WHAT THIS TASK INVOLVES: For the material below, return exactly the lines starting at the line containing "Target: man's face" and ending at the line containing "[[517, 244], [38, 345], [215, 951], [698, 1004]]", both ends included, and no others.

SUPPLIED RECORDS:

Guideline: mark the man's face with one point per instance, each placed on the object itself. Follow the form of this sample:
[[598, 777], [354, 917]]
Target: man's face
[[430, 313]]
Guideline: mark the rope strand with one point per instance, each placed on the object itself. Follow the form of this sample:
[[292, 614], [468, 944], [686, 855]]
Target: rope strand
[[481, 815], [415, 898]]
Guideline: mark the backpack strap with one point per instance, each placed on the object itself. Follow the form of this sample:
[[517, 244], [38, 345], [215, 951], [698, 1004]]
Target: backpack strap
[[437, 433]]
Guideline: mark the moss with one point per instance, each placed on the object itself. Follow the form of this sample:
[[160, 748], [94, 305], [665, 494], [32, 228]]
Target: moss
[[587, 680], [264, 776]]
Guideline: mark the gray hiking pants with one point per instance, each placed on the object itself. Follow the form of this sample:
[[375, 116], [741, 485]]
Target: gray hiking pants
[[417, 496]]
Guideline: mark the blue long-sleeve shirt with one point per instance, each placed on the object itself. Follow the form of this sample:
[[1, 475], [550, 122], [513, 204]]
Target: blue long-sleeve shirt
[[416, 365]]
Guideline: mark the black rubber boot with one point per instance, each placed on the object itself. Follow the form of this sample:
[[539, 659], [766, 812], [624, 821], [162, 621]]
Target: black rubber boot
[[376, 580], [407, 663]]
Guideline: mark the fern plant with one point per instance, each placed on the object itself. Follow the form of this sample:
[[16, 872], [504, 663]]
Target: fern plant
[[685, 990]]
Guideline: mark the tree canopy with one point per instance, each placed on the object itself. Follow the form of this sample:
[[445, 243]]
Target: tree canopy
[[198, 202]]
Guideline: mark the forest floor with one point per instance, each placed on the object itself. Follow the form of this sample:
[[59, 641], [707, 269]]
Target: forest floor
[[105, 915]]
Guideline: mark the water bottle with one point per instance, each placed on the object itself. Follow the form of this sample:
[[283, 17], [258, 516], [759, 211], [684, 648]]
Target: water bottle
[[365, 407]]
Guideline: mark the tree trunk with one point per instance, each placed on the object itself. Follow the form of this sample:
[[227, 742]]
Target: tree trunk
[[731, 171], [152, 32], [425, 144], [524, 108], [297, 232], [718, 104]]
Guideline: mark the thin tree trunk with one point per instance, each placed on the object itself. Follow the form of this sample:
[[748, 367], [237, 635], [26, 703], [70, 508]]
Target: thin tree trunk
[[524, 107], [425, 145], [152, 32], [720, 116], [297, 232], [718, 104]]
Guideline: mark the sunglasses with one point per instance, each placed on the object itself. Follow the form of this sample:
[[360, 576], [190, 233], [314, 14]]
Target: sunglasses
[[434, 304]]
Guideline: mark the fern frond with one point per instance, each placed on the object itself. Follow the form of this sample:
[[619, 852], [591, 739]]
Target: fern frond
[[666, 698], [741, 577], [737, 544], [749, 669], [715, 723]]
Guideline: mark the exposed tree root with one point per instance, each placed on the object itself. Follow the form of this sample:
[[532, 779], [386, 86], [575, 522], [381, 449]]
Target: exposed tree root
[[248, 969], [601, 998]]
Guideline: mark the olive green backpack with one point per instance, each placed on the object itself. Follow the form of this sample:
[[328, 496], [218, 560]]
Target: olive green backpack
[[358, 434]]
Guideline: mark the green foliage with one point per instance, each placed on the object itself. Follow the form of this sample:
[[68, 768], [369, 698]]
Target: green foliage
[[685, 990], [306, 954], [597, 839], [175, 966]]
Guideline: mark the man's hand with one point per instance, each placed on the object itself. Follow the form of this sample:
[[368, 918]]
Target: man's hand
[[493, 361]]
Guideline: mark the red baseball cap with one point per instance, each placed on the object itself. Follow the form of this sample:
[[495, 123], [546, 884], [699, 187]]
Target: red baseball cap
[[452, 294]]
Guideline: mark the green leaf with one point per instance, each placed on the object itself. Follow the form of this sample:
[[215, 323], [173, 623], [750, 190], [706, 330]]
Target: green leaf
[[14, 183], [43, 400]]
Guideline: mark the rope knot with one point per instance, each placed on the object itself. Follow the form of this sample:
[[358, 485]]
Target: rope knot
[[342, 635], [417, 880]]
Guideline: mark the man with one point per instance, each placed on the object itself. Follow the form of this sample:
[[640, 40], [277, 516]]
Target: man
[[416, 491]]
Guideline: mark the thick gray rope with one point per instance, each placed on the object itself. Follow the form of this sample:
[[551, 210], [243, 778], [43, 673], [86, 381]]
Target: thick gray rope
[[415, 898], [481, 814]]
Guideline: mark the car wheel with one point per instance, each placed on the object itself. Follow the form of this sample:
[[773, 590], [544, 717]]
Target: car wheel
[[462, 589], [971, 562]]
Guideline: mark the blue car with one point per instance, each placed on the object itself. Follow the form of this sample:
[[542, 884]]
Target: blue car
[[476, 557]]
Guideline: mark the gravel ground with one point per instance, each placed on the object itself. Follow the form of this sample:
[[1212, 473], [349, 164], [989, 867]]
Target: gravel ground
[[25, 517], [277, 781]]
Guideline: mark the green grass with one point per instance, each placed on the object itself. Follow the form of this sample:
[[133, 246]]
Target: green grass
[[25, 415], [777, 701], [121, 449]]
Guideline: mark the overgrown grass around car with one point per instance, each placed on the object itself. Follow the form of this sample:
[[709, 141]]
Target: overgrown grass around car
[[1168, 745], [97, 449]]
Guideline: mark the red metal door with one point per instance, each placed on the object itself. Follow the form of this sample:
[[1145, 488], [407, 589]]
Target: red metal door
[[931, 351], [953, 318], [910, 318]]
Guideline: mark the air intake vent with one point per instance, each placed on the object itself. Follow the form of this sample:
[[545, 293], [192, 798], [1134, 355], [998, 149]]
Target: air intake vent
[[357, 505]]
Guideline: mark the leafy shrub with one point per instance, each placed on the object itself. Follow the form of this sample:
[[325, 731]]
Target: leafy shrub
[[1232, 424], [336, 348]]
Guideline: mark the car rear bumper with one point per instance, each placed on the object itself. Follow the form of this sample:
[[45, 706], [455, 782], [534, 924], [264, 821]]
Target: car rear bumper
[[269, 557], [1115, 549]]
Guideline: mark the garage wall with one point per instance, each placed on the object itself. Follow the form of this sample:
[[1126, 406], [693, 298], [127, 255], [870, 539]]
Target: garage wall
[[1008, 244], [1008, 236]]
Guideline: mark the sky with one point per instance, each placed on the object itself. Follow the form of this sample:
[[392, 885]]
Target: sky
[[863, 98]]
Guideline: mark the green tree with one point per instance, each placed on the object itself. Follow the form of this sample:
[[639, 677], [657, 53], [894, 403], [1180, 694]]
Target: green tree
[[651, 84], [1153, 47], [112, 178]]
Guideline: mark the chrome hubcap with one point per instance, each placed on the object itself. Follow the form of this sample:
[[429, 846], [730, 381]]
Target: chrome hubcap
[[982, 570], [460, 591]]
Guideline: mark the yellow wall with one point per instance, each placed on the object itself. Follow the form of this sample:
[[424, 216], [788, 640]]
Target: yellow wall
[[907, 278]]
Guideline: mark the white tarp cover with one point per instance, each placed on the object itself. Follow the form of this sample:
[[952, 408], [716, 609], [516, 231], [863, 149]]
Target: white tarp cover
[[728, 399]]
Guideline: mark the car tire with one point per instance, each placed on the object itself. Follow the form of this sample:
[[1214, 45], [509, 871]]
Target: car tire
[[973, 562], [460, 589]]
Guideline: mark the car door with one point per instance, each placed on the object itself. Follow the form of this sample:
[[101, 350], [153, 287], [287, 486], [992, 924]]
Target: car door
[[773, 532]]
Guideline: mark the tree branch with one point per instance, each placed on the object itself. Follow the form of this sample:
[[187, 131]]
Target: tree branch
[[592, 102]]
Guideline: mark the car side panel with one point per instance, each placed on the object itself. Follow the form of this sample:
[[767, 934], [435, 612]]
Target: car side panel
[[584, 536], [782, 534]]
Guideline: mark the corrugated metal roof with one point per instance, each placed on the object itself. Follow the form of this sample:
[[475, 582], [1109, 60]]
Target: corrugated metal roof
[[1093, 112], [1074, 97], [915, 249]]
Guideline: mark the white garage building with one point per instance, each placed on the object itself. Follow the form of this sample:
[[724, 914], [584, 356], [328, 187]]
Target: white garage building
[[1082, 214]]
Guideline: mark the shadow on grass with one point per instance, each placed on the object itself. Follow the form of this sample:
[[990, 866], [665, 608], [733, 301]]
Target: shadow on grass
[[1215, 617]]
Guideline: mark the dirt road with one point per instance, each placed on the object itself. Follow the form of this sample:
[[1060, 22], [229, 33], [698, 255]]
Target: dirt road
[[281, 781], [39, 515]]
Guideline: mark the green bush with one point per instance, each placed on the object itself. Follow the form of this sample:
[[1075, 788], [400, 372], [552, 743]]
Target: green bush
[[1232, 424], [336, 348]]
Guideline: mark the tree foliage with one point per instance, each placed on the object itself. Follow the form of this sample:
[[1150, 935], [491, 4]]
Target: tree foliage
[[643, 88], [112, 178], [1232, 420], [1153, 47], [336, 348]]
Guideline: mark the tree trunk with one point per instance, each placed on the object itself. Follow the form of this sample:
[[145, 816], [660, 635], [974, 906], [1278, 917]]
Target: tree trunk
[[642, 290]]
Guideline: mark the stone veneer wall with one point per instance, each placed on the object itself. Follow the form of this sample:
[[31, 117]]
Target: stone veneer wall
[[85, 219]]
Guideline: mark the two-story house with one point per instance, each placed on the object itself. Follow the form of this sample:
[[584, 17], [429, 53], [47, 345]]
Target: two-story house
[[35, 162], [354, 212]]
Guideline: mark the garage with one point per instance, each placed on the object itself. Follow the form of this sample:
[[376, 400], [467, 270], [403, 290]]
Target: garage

OUTPUT FOR THIS EXERCISE:
Target: man's face
[[430, 313]]
Guideline: mark the rope strand with one point per instance, each placed on the object itself. Follow the form of this sample:
[[292, 614], [468, 944], [686, 855]]
Target: rope strand
[[481, 815], [415, 898]]
Guideline: mark the backpack strap with one point per instance, each placed on the object itself. Follow the form of this sample:
[[517, 244], [38, 345], [215, 951], [698, 1004]]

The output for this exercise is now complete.